** Opening EXTRACTED INFORMATION block **

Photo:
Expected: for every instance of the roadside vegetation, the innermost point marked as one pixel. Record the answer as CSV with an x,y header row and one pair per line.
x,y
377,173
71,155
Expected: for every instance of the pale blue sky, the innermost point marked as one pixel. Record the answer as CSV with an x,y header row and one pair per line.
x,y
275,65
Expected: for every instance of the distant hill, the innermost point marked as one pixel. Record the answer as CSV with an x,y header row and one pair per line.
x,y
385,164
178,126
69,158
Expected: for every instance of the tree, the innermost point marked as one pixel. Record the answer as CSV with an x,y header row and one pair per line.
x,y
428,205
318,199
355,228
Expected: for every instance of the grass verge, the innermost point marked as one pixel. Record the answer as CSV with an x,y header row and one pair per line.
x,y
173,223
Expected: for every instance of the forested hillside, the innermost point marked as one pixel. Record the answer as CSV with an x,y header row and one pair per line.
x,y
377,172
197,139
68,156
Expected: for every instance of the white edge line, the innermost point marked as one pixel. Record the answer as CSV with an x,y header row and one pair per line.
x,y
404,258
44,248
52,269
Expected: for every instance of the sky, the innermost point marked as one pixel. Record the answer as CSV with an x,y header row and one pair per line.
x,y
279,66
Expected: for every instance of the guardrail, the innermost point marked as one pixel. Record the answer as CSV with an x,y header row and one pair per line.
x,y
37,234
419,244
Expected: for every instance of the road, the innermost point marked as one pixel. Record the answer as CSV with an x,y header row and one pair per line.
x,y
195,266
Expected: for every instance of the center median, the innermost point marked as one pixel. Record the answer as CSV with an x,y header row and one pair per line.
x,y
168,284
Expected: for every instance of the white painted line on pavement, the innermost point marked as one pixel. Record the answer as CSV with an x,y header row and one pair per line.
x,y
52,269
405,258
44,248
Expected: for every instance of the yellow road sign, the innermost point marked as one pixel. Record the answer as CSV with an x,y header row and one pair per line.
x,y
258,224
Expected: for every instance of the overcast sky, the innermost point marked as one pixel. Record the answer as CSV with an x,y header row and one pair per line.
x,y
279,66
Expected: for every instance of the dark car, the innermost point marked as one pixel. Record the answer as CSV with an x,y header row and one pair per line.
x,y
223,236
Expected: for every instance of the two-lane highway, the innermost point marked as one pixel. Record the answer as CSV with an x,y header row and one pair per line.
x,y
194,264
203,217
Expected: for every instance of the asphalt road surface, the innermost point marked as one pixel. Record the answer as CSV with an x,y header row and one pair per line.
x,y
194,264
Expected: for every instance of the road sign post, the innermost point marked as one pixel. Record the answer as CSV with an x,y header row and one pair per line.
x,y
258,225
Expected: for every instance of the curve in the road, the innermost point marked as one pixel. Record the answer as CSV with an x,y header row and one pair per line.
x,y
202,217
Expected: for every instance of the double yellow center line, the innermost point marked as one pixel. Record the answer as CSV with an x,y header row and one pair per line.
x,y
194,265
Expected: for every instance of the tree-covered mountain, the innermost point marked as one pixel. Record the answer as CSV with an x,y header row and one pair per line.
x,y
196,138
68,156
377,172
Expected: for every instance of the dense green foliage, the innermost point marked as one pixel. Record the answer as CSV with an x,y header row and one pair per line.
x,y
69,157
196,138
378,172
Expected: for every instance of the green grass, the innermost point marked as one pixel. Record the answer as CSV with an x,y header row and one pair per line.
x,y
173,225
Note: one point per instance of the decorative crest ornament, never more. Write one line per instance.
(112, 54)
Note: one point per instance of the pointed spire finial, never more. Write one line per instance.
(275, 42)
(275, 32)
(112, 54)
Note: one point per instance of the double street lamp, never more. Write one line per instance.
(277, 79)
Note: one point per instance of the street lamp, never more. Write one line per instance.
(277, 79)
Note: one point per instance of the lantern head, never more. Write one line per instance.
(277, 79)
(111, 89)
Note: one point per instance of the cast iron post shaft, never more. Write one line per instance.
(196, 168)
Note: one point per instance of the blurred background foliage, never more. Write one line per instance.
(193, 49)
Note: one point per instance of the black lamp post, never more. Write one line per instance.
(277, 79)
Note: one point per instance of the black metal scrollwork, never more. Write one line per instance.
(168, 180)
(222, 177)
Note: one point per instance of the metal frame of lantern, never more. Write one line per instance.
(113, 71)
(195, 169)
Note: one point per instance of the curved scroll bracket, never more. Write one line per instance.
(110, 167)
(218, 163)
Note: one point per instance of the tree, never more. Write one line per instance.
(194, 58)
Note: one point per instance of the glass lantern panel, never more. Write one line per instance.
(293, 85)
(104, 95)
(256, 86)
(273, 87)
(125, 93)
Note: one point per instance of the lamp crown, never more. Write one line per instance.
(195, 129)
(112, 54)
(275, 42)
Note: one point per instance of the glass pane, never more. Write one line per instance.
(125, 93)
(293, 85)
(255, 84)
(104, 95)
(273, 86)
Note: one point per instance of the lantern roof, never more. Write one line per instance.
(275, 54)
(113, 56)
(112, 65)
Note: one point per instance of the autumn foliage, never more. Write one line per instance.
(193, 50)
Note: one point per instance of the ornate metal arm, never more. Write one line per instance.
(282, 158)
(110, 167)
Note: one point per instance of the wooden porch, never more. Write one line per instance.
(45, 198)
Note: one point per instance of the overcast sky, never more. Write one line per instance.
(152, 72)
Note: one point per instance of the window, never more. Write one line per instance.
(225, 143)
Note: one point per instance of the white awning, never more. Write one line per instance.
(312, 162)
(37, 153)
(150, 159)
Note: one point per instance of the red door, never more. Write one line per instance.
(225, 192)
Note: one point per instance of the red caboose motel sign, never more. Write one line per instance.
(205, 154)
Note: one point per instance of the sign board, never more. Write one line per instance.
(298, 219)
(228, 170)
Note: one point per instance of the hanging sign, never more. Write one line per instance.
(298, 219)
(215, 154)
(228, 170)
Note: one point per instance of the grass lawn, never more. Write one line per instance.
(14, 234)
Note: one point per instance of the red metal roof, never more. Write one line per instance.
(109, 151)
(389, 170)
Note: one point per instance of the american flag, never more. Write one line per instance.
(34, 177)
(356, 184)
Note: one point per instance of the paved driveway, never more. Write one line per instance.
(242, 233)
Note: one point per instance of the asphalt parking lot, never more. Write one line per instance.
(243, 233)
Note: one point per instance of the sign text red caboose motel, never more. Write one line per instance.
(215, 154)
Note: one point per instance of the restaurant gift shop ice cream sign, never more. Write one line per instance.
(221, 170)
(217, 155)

** Closing EXTRACTED INFORMATION block **

YOUR INSTRUCTIONS – Starting at the line that contains "Note: one point per instance of the window, never", print every line through the end of the listing, word for word. Leave out all the rest.

YOUR SOLUTION –
Note: one point per instance of the window, never more. Write one line per instance.
(225, 143)
Note: one point per instance of the white awning, never more. Write one line per instance.
(312, 162)
(37, 153)
(150, 159)
Note: one point per instance of the red door, never more. Write one line per instance.
(225, 192)
Note: one point per instance of the red caboose motel sign, never more. Write one line per instance.
(205, 154)
Note: one point per instance of the sign board, never more. Write one line per instance.
(298, 219)
(228, 170)
Note: one point per instance of the hanging sign, never more. Write one line per instance.
(298, 219)
(215, 154)
(228, 170)
Note: one point per instance of the grass lawn, never more. Write one line per instance.
(14, 234)
Note: one point per instance of the red metal roof, never more. Write one line per instance.
(109, 151)
(389, 170)
Note: one point per instance of the american flag, never more. Write one line per instance.
(34, 177)
(356, 184)
Note: one point per instance of the paved driveway, never more. Write one line per instance.
(242, 233)
Note: one point per instance of the asphalt parking lot, never more. Write one line per instance.
(243, 233)
Note: one point per instance of the sign text red caboose motel, never more. Write one line per instance.
(215, 154)
Note: one point per instance of the restaurant gift shop ice cream sign, never more. Write one line per instance.
(221, 170)
(217, 155)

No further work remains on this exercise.